Itu berlanjut lagi dengan pencurian hampir 3 juta data Yahoo, berupa data alamat, data e-mail, dan data password.
"Dari potret ini, yang saya coba gambarkan bahwa artinya setiap teknologi akan ada efek sampingnya, yaitu yang saya lihat adalah perebutan sumber daya (resources) baru. Data is a new oil seperti apa yang disampaikan bapak (Presiden) Jokowi, data adalah jenis kekayaan baru dari bangsa kita," kata Slamet.
Untuk itu, maka tentunya aparat penegak hukum dan para anggota DPR RI harus berupaya mengamankan data untuk mewujudkan kedaulatan bangsa ini, katanya.
"Tentu ini menjadi fokus kami, dan tanggung jawab bapak-bapak yang ada di DPR," ujarnya.

__KUTIPAN DATA__.
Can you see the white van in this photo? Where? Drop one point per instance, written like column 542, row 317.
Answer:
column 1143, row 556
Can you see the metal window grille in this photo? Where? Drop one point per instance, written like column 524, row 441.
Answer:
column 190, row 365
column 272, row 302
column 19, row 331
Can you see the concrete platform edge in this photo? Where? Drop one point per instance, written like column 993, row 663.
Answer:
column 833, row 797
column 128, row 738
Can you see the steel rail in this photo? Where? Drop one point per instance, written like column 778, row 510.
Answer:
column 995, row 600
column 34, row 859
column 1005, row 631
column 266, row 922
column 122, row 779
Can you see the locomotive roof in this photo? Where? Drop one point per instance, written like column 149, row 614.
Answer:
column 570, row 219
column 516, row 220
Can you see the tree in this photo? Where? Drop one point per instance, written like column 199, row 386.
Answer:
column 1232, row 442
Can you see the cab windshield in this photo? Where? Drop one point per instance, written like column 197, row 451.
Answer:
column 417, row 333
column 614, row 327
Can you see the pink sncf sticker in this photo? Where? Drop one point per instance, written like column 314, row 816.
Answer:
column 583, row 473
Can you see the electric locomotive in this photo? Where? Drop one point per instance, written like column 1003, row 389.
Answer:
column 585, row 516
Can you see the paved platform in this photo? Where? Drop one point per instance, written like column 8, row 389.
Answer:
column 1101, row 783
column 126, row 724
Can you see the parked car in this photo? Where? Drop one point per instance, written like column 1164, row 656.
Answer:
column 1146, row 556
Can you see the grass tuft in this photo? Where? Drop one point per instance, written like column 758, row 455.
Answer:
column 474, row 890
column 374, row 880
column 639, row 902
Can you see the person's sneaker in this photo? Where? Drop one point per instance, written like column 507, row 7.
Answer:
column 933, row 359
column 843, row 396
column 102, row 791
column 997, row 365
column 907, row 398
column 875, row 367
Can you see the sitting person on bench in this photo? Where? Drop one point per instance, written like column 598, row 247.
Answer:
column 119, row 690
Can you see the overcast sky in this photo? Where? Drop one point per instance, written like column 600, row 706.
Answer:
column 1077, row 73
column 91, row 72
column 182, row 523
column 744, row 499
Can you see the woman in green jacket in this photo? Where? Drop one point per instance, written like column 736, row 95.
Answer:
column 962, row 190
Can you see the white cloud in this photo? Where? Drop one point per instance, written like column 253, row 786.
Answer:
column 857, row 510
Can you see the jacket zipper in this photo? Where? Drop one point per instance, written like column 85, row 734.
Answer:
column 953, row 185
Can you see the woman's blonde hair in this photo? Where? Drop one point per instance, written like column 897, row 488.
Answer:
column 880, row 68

__SOAL LATIHAN__.
• A. Sebutkan semua jenis data Yahoo yang dicuri menurut kutipan sumber.
• B. Dalam kutipan sumber, siapa yang disebut Slamet sebagai penyampai ungkapan "Data is a new oil"?
Baris-baris data di atas merupakan bahan yang terpisah dari kutipan sumber.

__KUNCI JAWABAN__.
• A. Data alamat, data e-mail, dan data password.

• B. Presiden Jokowi.